Only the pictures stay out; please return all the entries below exactly as written.

* **Source records**:
....
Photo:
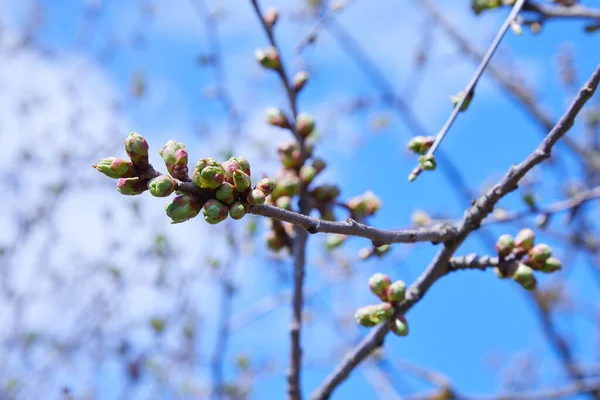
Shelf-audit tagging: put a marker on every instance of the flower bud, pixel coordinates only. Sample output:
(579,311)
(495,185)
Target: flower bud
(271,16)
(276,117)
(539,254)
(266,185)
(395,292)
(226,193)
(284,202)
(237,210)
(137,149)
(215,211)
(400,326)
(305,124)
(428,163)
(183,207)
(115,168)
(256,197)
(161,186)
(525,239)
(268,57)
(420,144)
(334,241)
(131,186)
(379,283)
(552,264)
(505,245)
(241,180)
(307,174)
(300,80)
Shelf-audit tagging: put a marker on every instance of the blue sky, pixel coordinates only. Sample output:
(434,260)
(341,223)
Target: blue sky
(463,319)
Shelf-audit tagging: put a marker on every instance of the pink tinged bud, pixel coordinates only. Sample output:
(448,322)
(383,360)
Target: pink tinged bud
(300,80)
(335,241)
(551,265)
(428,163)
(395,293)
(420,144)
(525,239)
(284,202)
(215,212)
(539,254)
(276,117)
(137,149)
(131,186)
(162,186)
(400,326)
(505,245)
(183,207)
(115,168)
(307,174)
(379,283)
(266,185)
(226,193)
(268,57)
(256,197)
(271,16)
(237,210)
(242,181)
(305,124)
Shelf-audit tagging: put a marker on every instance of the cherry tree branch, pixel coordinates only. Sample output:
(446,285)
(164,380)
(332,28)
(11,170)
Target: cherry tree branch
(440,265)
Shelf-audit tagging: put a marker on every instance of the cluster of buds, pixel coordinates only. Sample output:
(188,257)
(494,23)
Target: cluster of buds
(390,294)
(220,189)
(527,256)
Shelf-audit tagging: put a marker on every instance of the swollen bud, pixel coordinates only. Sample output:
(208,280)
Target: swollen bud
(305,124)
(379,283)
(215,211)
(300,80)
(395,293)
(505,245)
(131,186)
(161,186)
(268,57)
(256,197)
(137,149)
(525,239)
(399,326)
(115,168)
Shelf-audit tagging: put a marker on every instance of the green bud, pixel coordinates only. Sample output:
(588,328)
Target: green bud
(183,207)
(305,124)
(539,254)
(551,265)
(400,326)
(241,180)
(300,80)
(266,185)
(256,197)
(237,210)
(276,117)
(395,292)
(226,193)
(428,163)
(115,168)
(137,149)
(420,144)
(307,174)
(215,211)
(525,239)
(379,283)
(505,245)
(268,57)
(131,186)
(162,186)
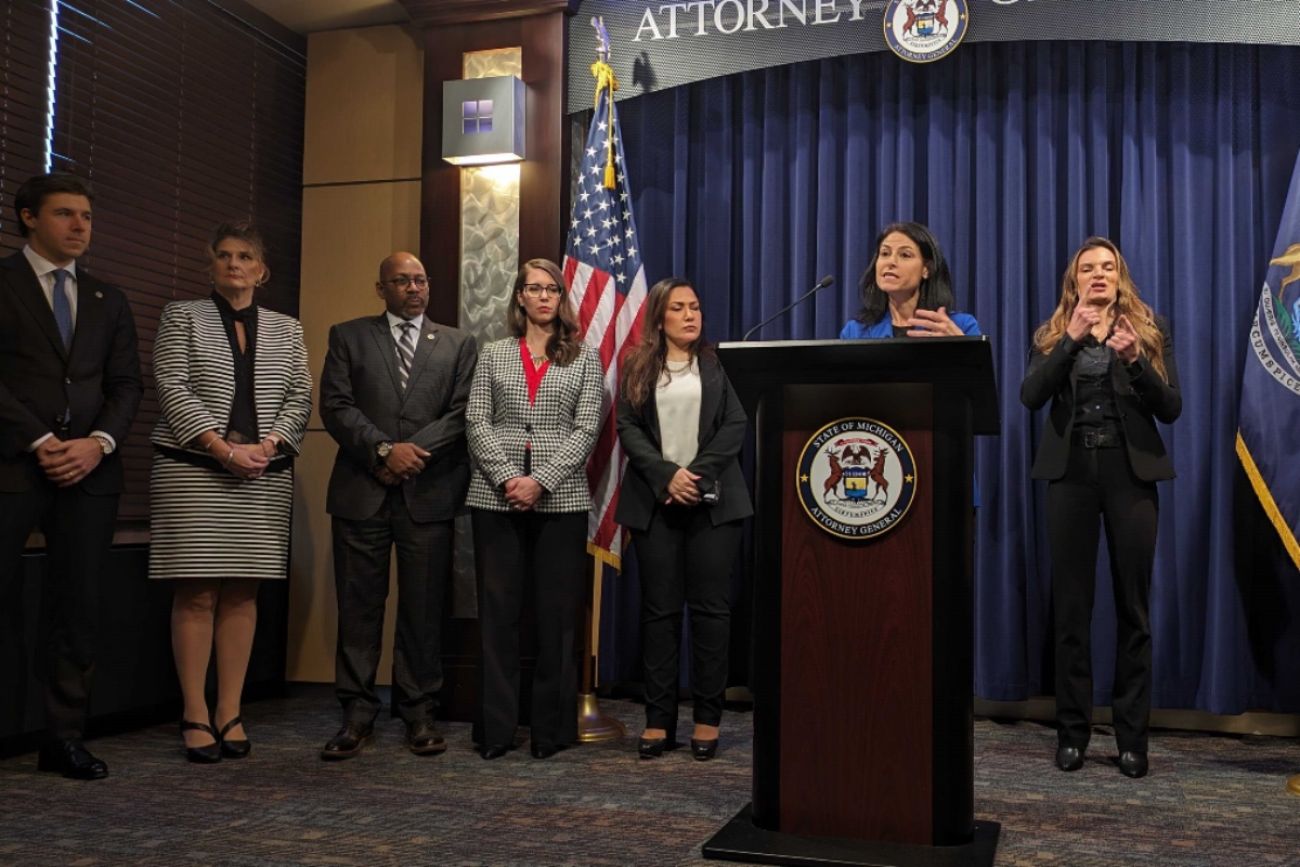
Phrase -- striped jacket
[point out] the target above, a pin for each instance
(194, 373)
(562, 427)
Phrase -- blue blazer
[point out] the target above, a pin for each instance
(856, 330)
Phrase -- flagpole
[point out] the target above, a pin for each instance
(592, 724)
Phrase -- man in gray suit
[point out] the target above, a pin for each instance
(393, 395)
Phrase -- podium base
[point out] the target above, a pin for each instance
(741, 840)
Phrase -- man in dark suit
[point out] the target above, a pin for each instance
(393, 395)
(69, 388)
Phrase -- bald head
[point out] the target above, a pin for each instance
(395, 263)
(403, 285)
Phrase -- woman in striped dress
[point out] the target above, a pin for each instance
(234, 393)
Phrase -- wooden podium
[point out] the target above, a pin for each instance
(862, 671)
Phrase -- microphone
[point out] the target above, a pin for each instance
(822, 284)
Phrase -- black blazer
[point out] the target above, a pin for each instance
(1142, 398)
(98, 380)
(722, 432)
(363, 404)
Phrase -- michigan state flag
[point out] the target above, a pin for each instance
(1268, 436)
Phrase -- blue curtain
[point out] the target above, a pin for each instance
(758, 183)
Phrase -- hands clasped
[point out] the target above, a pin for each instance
(1122, 338)
(683, 488)
(406, 460)
(66, 462)
(523, 493)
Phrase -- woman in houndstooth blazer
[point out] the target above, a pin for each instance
(533, 416)
(234, 394)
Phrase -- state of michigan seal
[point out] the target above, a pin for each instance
(926, 30)
(857, 478)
....
* **Solution to this problem**:
Photo:
Shelf-audit tagging: put a marker on every instance of the flower bud, pixel coordinates only. Sample output:
(579,311)
(495,185)
Target: flower bud
(271,16)
(276,117)
(539,254)
(266,185)
(395,292)
(226,193)
(284,202)
(237,210)
(137,149)
(215,211)
(400,326)
(305,124)
(428,163)
(183,207)
(115,168)
(256,197)
(161,186)
(525,239)
(268,57)
(420,144)
(334,241)
(131,186)
(379,283)
(552,264)
(505,245)
(241,180)
(307,174)
(300,80)
Shelf-audit tagging: put a marker on every instance of the blue sky, pixel coordinates only. Sample output:
(434,260)
(341,223)
Target: blue sky
(463,319)
Shelf-audit tagging: put a marker on every instance of the pink tinged bud, pixel coordinates only. Sample output:
(448,322)
(383,360)
Target: pink tinged bud
(300,80)
(335,241)
(551,265)
(428,163)
(395,293)
(420,144)
(525,239)
(284,202)
(215,212)
(539,254)
(276,117)
(137,149)
(131,186)
(162,186)
(400,326)
(505,245)
(183,207)
(115,168)
(307,174)
(379,283)
(266,185)
(226,193)
(268,57)
(256,197)
(271,16)
(237,210)
(242,181)
(305,124)
Shelf-audit tagging: put a marker on every instance of the cherry tree branch, pixel coordinates only. Sample output:
(446,285)
(164,380)
(332,28)
(11,170)
Target: cherry tree branch
(440,265)
Shelf-audit tagging: put a marker on every instance of the cluster of buds, pixel coordinates only. Sample output:
(188,257)
(494,23)
Target: cluster of buds
(390,294)
(220,189)
(527,256)
Shelf-audit tagging: put a marker on every instance of the swollen bud, pixel coordinates only. Sample output:
(208,280)
Target: swollen bud
(305,124)
(379,283)
(215,211)
(300,80)
(395,293)
(505,245)
(131,186)
(161,186)
(268,57)
(256,197)
(137,149)
(525,239)
(399,326)
(115,168)
Shelf-audit tagging: put a marker on every instance of the green bud, pixel coordinates only. Sample output:
(588,328)
Target: green bud
(183,207)
(305,124)
(539,254)
(551,265)
(400,326)
(241,180)
(300,80)
(266,185)
(256,197)
(237,210)
(276,117)
(395,292)
(226,193)
(428,163)
(115,168)
(137,149)
(420,144)
(307,174)
(215,211)
(525,239)
(379,283)
(505,245)
(268,57)
(131,186)
(162,186)
Phrase -- striped jacket
[point out] the target above, a pin for each instance
(194, 373)
(562, 427)
Phrase -- blue blazer
[point out] the target above, a pin for each instance
(856, 330)
Phrase -- flagpole
[point out] the target above, a pin for each instance
(592, 724)
Phrase -- man in gray suit
[point out] the target above, a pin for each instance
(393, 395)
Phrase -- podium base
[point out] the target above, a pin for each instance
(741, 840)
Phrase -- man in dark suit
[point out] the target above, a pin for each instance
(393, 395)
(69, 388)
Phrase -- bald head
[point out] the target above, a pin for each instance
(395, 263)
(403, 285)
Phrase -- woman in striped dress
[point out] the target above, a pin for each instance
(234, 393)
Phrase -- wooden podium
[point out] the target above, a pin for each instance
(862, 671)
Phrase -- microphone
[point out] the target above, a pin for each instance
(822, 284)
Phrase -- black blazer
[point out] the target above, a pin for each instance
(1142, 398)
(98, 380)
(722, 432)
(363, 404)
Phrase -- michigan state flag
[point out] the target above, a pin for each instance
(1268, 436)
Phrase -- blue curtain
[point out] the target above, a pin for each instance
(758, 183)
Phrase -- hands clasped
[point out] the target above, a pin for each instance
(1122, 338)
(683, 488)
(406, 460)
(66, 462)
(523, 493)
Phrase -- woman in houndstooth blazer
[point out] the target above, a pin for each instance
(533, 416)
(234, 394)
Phrase -- state of michigan seal
[point out] the target above, a pin for each instance
(926, 30)
(857, 478)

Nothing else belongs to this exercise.